## SCHRIFTLICHER AUFTRAG
Formatiere alle folgenden Zeilen als Markdown-Tabelle mit den Spalten „Nummer“ für die laufende Nummer und „Zeile“ für den Wortlaut. Leerzeilen werden ausgelassen.

Zeilen aus einem Datensatz:
---*---

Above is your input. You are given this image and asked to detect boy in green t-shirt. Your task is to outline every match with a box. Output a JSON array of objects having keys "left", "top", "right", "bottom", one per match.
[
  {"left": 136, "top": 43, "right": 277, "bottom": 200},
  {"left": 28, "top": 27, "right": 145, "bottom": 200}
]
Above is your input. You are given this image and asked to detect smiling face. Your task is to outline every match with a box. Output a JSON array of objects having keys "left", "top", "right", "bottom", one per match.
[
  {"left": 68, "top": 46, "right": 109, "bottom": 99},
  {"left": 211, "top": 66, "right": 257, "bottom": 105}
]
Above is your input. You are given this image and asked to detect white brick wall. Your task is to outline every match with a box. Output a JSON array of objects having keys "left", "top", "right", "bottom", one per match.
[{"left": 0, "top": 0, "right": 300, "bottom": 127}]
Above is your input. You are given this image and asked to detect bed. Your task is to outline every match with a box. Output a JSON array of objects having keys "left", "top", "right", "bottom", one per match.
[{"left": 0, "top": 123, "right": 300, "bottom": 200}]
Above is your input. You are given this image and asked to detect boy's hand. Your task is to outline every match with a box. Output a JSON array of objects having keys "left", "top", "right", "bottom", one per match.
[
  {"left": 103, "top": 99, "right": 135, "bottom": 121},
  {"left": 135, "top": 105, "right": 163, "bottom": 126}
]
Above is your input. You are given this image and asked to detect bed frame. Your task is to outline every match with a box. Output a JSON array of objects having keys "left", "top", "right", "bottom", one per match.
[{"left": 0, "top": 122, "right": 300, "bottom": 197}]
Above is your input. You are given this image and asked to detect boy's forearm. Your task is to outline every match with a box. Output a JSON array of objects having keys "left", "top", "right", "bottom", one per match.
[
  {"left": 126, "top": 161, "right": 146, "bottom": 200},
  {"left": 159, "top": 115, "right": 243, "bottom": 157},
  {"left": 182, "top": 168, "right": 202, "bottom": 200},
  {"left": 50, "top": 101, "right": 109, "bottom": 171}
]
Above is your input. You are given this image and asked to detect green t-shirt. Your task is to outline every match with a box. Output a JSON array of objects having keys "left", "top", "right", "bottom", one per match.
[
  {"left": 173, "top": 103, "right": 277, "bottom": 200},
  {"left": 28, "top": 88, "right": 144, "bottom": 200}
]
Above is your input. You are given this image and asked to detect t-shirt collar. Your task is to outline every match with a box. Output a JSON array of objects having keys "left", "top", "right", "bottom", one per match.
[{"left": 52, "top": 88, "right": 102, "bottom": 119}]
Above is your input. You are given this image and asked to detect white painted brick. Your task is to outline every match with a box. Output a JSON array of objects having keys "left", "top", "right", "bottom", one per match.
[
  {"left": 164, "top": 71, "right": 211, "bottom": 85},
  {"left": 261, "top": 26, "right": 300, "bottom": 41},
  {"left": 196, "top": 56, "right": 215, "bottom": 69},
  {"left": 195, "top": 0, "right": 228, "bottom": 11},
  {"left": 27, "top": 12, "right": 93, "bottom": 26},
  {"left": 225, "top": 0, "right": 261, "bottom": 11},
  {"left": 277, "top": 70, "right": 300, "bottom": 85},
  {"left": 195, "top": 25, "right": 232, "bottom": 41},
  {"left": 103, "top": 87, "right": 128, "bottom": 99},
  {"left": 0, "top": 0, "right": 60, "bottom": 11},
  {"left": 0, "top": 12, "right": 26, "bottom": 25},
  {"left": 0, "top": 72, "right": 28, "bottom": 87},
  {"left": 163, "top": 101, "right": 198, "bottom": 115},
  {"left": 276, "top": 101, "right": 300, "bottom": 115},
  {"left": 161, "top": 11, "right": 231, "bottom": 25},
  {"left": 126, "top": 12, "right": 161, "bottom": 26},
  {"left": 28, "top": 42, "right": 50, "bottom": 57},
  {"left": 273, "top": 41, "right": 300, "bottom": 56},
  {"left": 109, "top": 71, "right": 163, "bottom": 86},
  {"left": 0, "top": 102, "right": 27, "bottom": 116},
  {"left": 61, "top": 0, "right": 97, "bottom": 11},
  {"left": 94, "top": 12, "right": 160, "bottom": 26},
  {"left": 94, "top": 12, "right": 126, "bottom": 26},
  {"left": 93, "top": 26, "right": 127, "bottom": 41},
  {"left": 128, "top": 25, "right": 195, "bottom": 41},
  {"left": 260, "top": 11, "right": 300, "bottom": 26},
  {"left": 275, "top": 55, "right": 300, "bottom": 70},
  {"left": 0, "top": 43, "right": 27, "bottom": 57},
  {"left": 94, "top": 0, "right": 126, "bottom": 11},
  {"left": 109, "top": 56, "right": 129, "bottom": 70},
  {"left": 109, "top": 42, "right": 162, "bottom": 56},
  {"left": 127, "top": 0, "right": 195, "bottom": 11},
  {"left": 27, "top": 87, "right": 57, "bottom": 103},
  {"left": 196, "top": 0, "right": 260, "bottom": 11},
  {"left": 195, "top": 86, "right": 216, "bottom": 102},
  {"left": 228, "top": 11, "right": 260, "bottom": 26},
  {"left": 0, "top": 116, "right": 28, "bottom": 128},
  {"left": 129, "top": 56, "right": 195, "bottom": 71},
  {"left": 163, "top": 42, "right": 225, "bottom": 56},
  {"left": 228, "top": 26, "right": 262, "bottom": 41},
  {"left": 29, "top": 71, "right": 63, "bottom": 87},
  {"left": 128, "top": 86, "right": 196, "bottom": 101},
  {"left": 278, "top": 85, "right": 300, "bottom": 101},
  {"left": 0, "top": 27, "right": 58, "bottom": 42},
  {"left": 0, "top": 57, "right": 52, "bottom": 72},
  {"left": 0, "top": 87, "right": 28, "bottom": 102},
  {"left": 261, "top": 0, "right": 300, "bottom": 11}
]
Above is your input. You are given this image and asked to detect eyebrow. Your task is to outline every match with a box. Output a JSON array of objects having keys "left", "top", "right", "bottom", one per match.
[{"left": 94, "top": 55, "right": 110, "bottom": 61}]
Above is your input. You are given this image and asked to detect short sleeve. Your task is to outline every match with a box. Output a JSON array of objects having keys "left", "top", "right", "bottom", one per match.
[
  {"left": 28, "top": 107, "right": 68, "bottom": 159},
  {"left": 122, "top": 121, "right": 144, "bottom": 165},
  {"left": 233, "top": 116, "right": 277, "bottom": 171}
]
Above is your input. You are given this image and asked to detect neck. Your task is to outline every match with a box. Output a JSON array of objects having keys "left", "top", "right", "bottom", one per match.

---*---

## ERGEBNIS DER ÜBUNG
| Nummer | Zeile |
|---|---|
| 1 | Above is your input. You are given this image and asked to detect boy in green t-shirt. Your task is to outline every match with a box. Output a JSON array of objects having keys "left", "top", "right", "bottom", one per match. |
| 2 | [ |
| 3 |   {"left": 136, "top": 43, "right": 277, "bottom": 200}, |
| 4 |   {"left": 28, "top": 27, "right": 145, "bottom": 200} |
| 5 | ] |
| 6 | Above is your input. You are given this image and asked to detect smiling face. Your task is to outline every match with a box. Output a JSON array of objects having keys "left", "top", "right", "bottom", one per match. |
| 7 | [ |
| 8 |   {"left": 68, "top": 46, "right": 109, "bottom": 99}, |
| 9 |   {"left": 211, "top": 66, "right": 257, "bottom": 105} |
| 10 | ] |
| 11 | Above is your input. You are given this image and asked to detect white brick wall. Your task is to outline every match with a box. Output a JSON array of objects having keys "left", "top", "right", "bottom", one per match. |
| 12 | [{"left": 0, "top": 0, "right": 300, "bottom": 127}] |
| 13 | Above is your input. You are given this image and asked to detect bed. Your task is to outline every match with a box. Output a JSON array of objects having keys "left", "top", "right", "bottom", one per match. |
| 14 | [{"left": 0, "top": 123, "right": 300, "bottom": 200}] |
| 15 | Above is your input. You are given this image and asked to detect boy's hand. Your task is to outline every match with a box. Output a JSON array of objects having keys "left", "top", "right", "bottom", one per match. |
| 16 | [ |
| 17 |   {"left": 103, "top": 99, "right": 135, "bottom": 121}, |
| 18 |   {"left": 135, "top": 105, "right": 163, "bottom": 126} |
| 19 | ] |
| 20 | Above is your input. You are given this image and asked to detect bed frame. Your task is to outline every match with a box. Output a JSON array of objects having keys "left", "top", "right", "bottom", one per match. |
| 21 | [{"left": 0, "top": 122, "right": 300, "bottom": 197}] |
| 22 | Above is your input. You are given this image and asked to detect boy's forearm. Your task is to outline every match with a box. Output a JSON array of objects having keys "left", "top", "right", "bottom", one per match. |
| 23 | [ |
| 24 |   {"left": 126, "top": 161, "right": 146, "bottom": 200}, |
| 25 |   {"left": 159, "top": 115, "right": 243, "bottom": 157}, |
| 26 |   {"left": 182, "top": 168, "right": 202, "bottom": 200}, |
| 27 |   {"left": 50, "top": 101, "right": 109, "bottom": 171} |
| 28 | ] |
| 29 | Above is your input. You are given this image and asked to detect green t-shirt. Your task is to outline every match with a box. Output a JSON array of objects having keys "left", "top", "right", "bottom", one per match. |
| 30 | [ |
| 31 |   {"left": 173, "top": 103, "right": 277, "bottom": 200}, |
| 32 |   {"left": 28, "top": 88, "right": 144, "bottom": 200} |
| 33 | ] |
| 34 | Above is your input. You are given this image and asked to detect t-shirt collar. Your task is to outline every match with a box. Output a JSON array of objects having keys "left", "top", "right", "bottom", one per match. |
| 35 | [{"left": 52, "top": 88, "right": 102, "bottom": 119}] |
| 36 | Above is your input. You are given this image and asked to detect white painted brick. Your task is to outline every match with a box. Output a JSON array of objects having keys "left", "top", "right", "bottom", one per match. |
| 37 | [ |
| 38 |   {"left": 164, "top": 71, "right": 211, "bottom": 85}, |
| 39 |   {"left": 261, "top": 26, "right": 300, "bottom": 41}, |
| 40 |   {"left": 196, "top": 56, "right": 215, "bottom": 69}, |
| 41 |   {"left": 195, "top": 0, "right": 228, "bottom": 11}, |
| 42 |   {"left": 27, "top": 12, "right": 93, "bottom": 26}, |
| 43 |   {"left": 225, "top": 0, "right": 261, "bottom": 11}, |
| 44 |   {"left": 277, "top": 70, "right": 300, "bottom": 85}, |
| 45 |   {"left": 195, "top": 25, "right": 232, "bottom": 41}, |
| 46 |   {"left": 103, "top": 87, "right": 128, "bottom": 99}, |
| 47 |   {"left": 0, "top": 0, "right": 60, "bottom": 11}, |
| 48 |   {"left": 0, "top": 12, "right": 26, "bottom": 25}, |
| 49 |   {"left": 0, "top": 72, "right": 28, "bottom": 87}, |
| 50 |   {"left": 163, "top": 101, "right": 198, "bottom": 115}, |
| 51 |   {"left": 276, "top": 101, "right": 300, "bottom": 115}, |
| 52 |   {"left": 161, "top": 11, "right": 231, "bottom": 25}, |
| 53 |   {"left": 126, "top": 12, "right": 161, "bottom": 26}, |
| 54 |   {"left": 28, "top": 42, "right": 50, "bottom": 57}, |
| 55 |   {"left": 273, "top": 41, "right": 300, "bottom": 56}, |
| 56 |   {"left": 109, "top": 71, "right": 163, "bottom": 86}, |
| 57 |   {"left": 0, "top": 102, "right": 27, "bottom": 116}, |
| 58 |   {"left": 61, "top": 0, "right": 97, "bottom": 11}, |
| 59 |   {"left": 94, "top": 12, "right": 160, "bottom": 26}, |
| 60 |   {"left": 94, "top": 12, "right": 126, "bottom": 26}, |
| 61 |   {"left": 93, "top": 26, "right": 127, "bottom": 41}, |
| 62 |   {"left": 128, "top": 25, "right": 195, "bottom": 41}, |
| 63 |   {"left": 260, "top": 11, "right": 300, "bottom": 26}, |
| 64 |   {"left": 275, "top": 55, "right": 300, "bottom": 70}, |
| 65 |   {"left": 0, "top": 43, "right": 27, "bottom": 57}, |
| 66 |   {"left": 94, "top": 0, "right": 126, "bottom": 11}, |
| 67 |   {"left": 109, "top": 56, "right": 129, "bottom": 70}, |
| 68 |   {"left": 109, "top": 42, "right": 162, "bottom": 56}, |
| 69 |   {"left": 127, "top": 0, "right": 195, "bottom": 11}, |
| 70 |   {"left": 27, "top": 87, "right": 57, "bottom": 103}, |
| 71 |   {"left": 196, "top": 0, "right": 260, "bottom": 11}, |
| 72 |   {"left": 195, "top": 86, "right": 216, "bottom": 102}, |
| 73 |   {"left": 228, "top": 11, "right": 260, "bottom": 26}, |
| 74 |   {"left": 0, "top": 116, "right": 28, "bottom": 128}, |
| 75 |   {"left": 129, "top": 56, "right": 195, "bottom": 71}, |
| 76 |   {"left": 163, "top": 42, "right": 225, "bottom": 56}, |
| 77 |   {"left": 228, "top": 26, "right": 262, "bottom": 41}, |
| 78 |   {"left": 29, "top": 71, "right": 63, "bottom": 87}, |
| 79 |   {"left": 128, "top": 86, "right": 196, "bottom": 101}, |
| 80 |   {"left": 278, "top": 85, "right": 300, "bottom": 101}, |
| 81 |   {"left": 0, "top": 27, "right": 58, "bottom": 42}, |
| 82 |   {"left": 0, "top": 57, "right": 52, "bottom": 72}, |
| 83 |   {"left": 0, "top": 87, "right": 28, "bottom": 102}, |
| 84 |   {"left": 261, "top": 0, "right": 300, "bottom": 11} |
| 85 | ] |
| 86 | Above is your input. You are given this image and asked to detect eyebrow. Your task is to outline every match with a box. Output a JSON array of objects having keys "left", "top", "right", "bottom", one per match. |
| 87 | [{"left": 94, "top": 55, "right": 110, "bottom": 61}] |
| 88 | Above is your input. You are given this image and asked to detect short sleeve. Your task is to outline every match with a box. Output a JSON array of objects having keys "left", "top", "right", "bottom", one per match. |
| 89 | [ |
| 90 |   {"left": 28, "top": 107, "right": 68, "bottom": 159}, |
| 91 |   {"left": 122, "top": 121, "right": 144, "bottom": 165}, |
| 92 |   {"left": 233, "top": 116, "right": 277, "bottom": 171} |
| 93 | ] |
| 94 | Above is your input. You are given this image and asked to detect neck. Your task is to outline every match with a box. Output a JSON array of objects having keys "left", "top", "right", "bottom", one per match. |